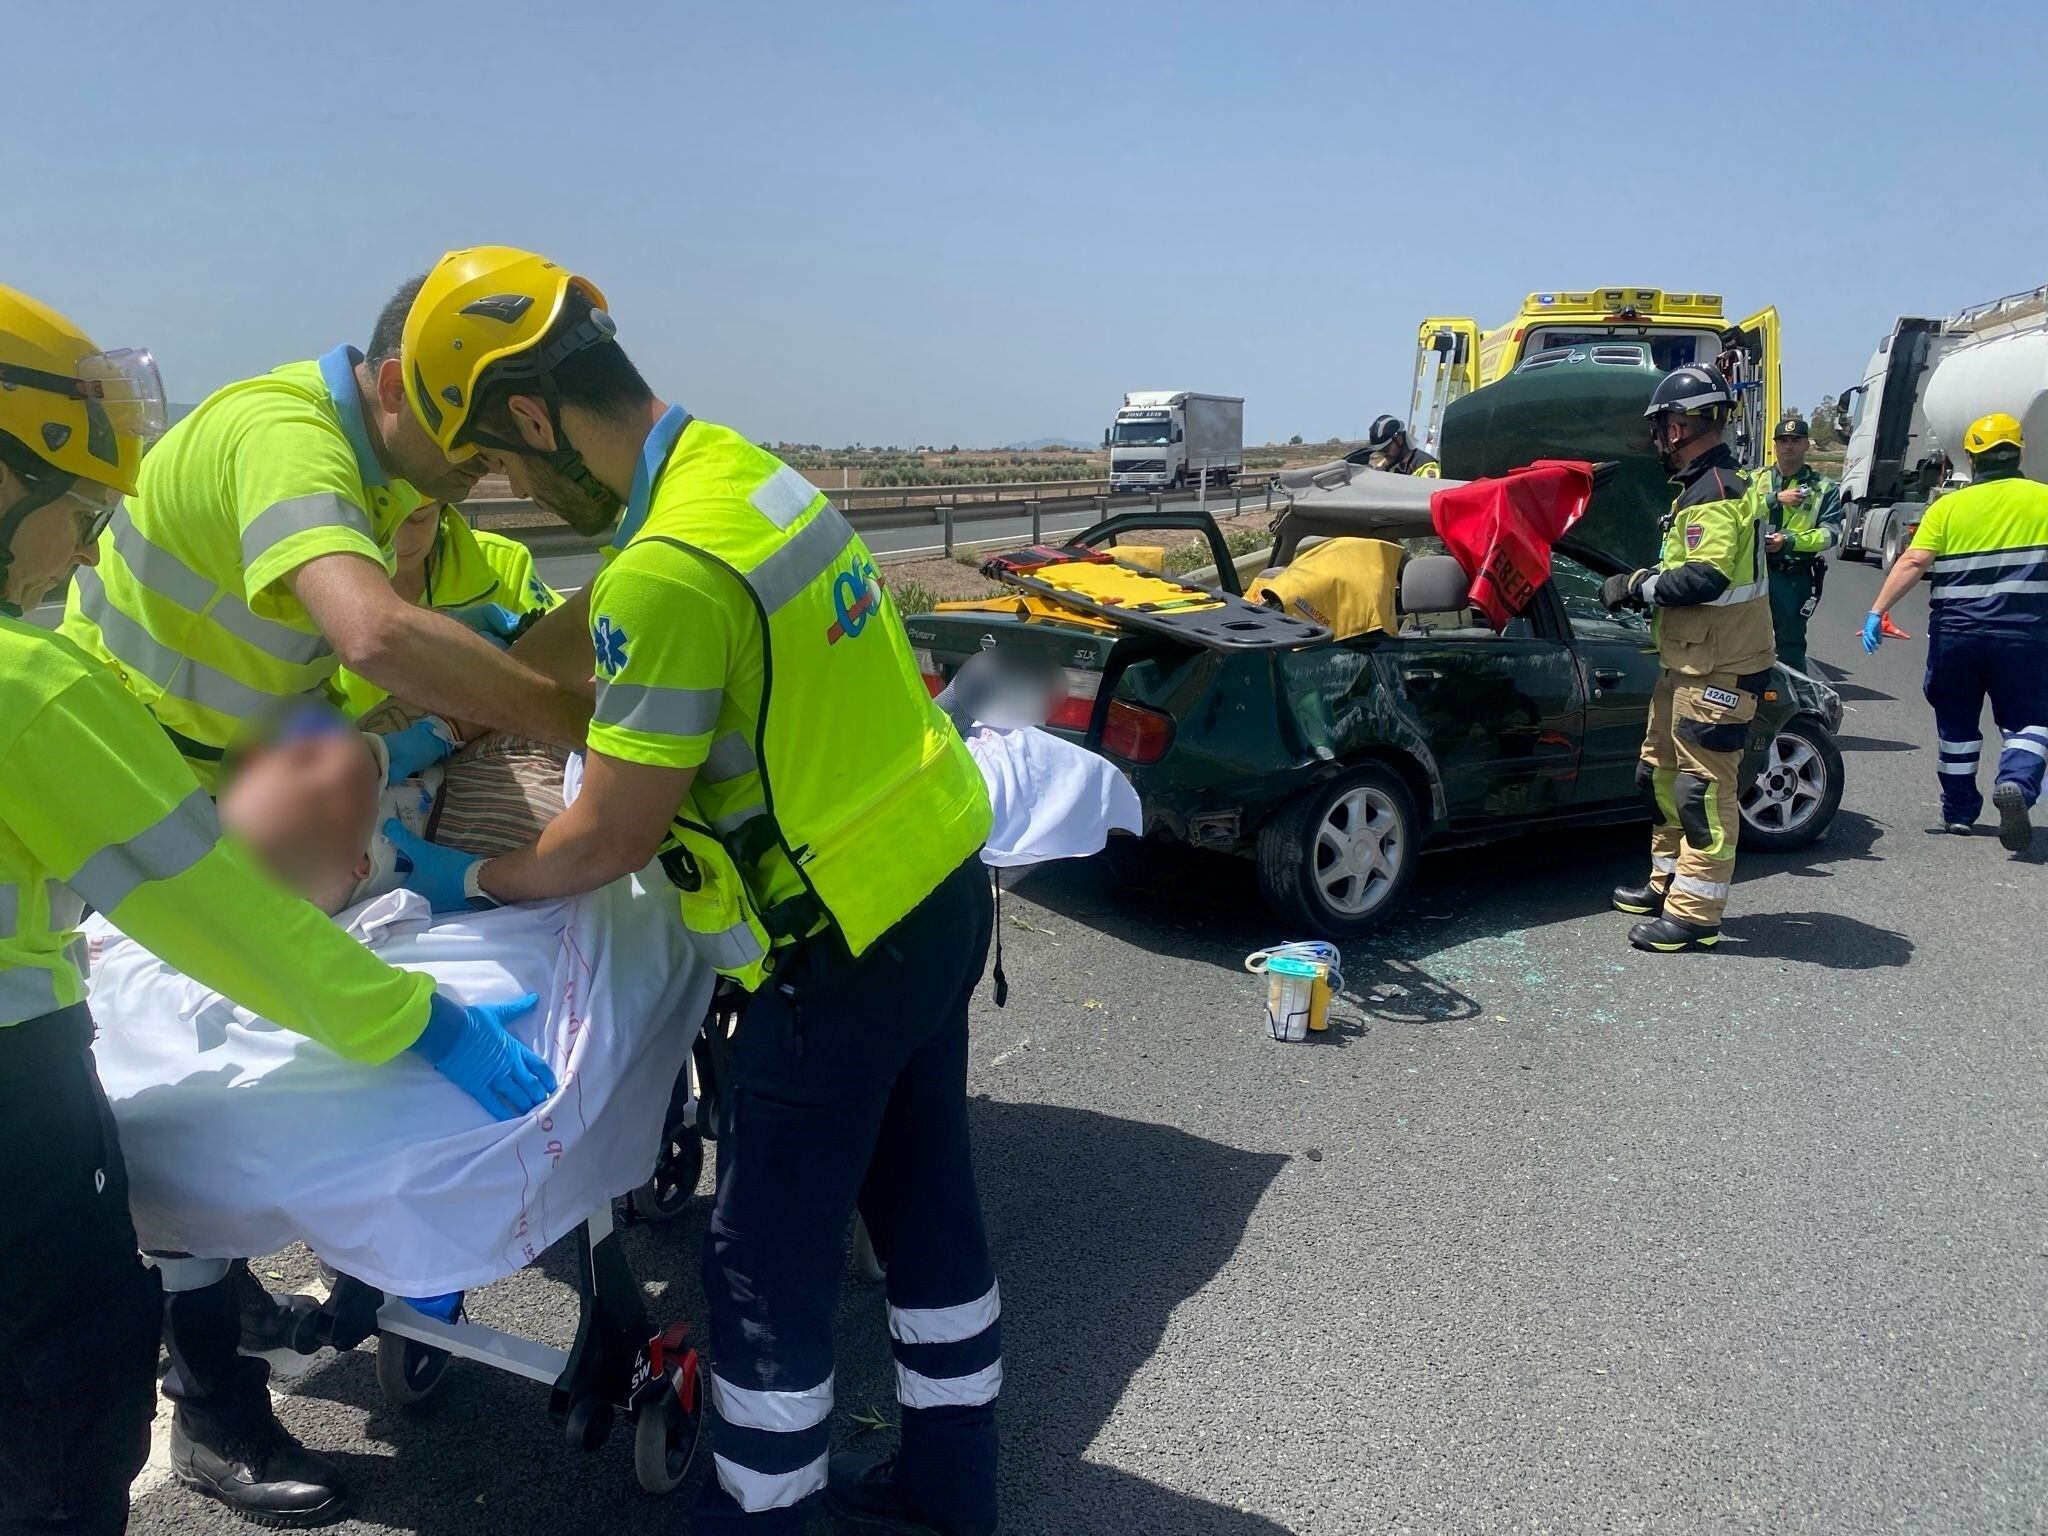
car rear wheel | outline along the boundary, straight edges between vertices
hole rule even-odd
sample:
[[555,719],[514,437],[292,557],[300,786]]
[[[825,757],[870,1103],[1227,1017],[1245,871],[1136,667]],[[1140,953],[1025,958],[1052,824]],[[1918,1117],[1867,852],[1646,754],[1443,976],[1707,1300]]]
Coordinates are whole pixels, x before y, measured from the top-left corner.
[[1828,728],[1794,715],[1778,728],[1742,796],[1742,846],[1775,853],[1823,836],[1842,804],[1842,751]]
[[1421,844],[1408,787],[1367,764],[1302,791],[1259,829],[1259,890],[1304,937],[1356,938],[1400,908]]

+ + + + + + +

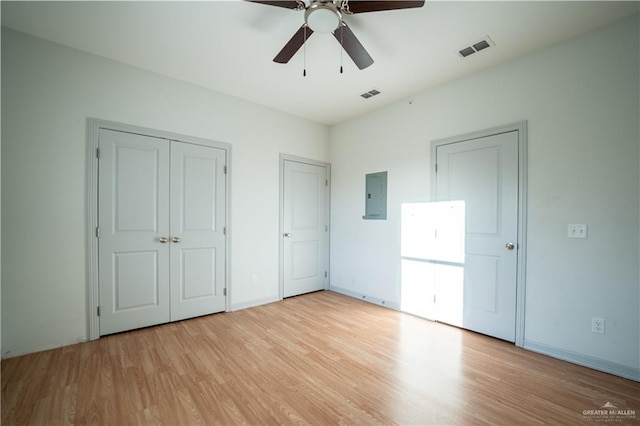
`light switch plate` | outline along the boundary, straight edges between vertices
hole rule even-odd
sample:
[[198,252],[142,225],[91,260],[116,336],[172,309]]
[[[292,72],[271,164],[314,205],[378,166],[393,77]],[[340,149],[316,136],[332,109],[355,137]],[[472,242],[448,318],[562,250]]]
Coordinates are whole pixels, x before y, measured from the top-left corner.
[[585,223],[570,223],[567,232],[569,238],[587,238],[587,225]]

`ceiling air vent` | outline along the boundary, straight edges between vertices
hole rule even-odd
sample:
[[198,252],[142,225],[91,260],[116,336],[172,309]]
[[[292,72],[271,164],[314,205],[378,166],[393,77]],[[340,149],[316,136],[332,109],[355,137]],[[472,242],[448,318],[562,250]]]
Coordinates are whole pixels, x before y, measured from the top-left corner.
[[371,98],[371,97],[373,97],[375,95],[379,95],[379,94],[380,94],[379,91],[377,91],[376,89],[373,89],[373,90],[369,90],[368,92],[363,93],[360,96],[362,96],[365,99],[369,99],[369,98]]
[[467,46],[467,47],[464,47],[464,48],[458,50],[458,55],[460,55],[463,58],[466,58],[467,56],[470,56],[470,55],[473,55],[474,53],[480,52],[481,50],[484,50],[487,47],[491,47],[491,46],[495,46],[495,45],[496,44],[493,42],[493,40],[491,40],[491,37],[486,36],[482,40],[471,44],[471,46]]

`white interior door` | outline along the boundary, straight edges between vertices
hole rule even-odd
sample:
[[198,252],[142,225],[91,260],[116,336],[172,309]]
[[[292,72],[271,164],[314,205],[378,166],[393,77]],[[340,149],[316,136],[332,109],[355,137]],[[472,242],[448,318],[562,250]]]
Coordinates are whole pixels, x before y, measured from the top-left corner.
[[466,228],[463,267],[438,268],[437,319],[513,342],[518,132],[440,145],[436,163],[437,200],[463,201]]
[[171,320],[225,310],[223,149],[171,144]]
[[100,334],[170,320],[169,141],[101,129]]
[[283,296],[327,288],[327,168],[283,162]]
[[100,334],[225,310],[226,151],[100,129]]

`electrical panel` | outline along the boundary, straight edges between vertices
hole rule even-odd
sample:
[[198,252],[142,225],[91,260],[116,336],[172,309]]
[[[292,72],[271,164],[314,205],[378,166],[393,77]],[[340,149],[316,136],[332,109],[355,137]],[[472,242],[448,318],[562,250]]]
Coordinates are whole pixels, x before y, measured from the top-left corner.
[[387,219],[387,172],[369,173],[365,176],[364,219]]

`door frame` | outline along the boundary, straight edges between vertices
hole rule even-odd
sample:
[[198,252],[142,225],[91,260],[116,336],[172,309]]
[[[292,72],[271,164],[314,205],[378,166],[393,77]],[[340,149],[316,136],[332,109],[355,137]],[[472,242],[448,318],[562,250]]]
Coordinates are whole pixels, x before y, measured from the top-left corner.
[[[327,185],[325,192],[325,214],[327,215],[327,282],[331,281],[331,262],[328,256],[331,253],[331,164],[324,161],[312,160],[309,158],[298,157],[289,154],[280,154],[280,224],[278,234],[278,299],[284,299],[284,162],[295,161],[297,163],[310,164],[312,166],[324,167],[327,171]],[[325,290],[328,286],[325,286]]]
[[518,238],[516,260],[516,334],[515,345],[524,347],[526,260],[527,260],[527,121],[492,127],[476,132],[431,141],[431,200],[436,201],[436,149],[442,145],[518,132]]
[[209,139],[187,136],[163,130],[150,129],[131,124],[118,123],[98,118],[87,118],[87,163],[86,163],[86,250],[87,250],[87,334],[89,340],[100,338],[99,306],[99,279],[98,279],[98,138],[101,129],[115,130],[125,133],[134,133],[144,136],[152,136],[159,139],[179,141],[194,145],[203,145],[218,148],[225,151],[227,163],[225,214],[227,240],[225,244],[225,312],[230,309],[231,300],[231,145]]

+ + + + + + +

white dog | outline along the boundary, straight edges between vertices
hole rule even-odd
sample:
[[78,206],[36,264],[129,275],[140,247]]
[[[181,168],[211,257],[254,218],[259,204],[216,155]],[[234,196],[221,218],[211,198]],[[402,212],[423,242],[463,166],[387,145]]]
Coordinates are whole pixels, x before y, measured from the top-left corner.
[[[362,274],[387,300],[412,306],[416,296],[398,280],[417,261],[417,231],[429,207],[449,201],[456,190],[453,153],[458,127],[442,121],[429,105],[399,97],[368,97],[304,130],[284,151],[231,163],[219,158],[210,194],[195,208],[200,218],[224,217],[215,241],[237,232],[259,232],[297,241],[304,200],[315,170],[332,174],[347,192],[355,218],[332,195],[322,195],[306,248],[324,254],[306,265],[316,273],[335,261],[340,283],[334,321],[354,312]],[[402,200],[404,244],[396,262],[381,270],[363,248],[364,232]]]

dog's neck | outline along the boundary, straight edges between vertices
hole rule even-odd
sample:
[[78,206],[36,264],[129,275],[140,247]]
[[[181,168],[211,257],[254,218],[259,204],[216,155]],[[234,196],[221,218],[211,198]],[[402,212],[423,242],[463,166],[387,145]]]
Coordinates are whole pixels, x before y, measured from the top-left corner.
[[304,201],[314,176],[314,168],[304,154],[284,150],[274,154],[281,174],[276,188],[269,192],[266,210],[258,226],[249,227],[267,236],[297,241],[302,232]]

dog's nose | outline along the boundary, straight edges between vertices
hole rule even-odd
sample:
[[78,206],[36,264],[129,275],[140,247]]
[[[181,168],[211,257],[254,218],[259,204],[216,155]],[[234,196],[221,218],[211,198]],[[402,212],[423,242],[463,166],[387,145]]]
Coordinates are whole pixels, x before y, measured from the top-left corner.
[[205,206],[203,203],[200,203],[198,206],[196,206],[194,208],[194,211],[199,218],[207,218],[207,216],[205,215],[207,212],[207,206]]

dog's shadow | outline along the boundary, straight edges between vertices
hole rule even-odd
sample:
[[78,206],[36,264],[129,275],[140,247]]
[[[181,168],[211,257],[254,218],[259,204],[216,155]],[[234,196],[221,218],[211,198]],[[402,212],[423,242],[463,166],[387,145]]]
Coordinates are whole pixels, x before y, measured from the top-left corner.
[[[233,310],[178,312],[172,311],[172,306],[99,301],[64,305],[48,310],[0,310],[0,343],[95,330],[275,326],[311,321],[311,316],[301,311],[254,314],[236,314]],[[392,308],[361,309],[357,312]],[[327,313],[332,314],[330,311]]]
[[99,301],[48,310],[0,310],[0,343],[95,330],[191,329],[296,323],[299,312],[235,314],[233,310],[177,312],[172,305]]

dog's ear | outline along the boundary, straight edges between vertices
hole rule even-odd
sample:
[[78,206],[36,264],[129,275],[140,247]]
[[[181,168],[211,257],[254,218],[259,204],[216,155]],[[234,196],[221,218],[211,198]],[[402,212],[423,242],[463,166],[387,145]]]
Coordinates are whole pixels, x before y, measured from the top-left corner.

+ + + + + + +

*Exercise*: The lines of the records that contain the string "along" should be located and copied.

*Your response*:
car rear wheel | outline along the boundary, straight edges between vertices
`light switch plate` | outline along the boundary, straight edges between vertices
`ceiling air vent` | outline along the boundary, straight edges between vertices
`white interior door` | outline along the boundary, straight edges between vertices
`electrical panel` | outline along the boundary, straight edges between vertices
`door frame` | outline along the boundary, straight edges between vertices
white dog | outline along the boundary, straight edges between vertices
dog's neck | outline along the boundary, straight edges between vertices
dog's nose | outline along the boundary, straight edges between vertices
dog's shadow | outline along the boundary, straight edges between vertices
dog's ear | outline along the boundary, straight edges between vertices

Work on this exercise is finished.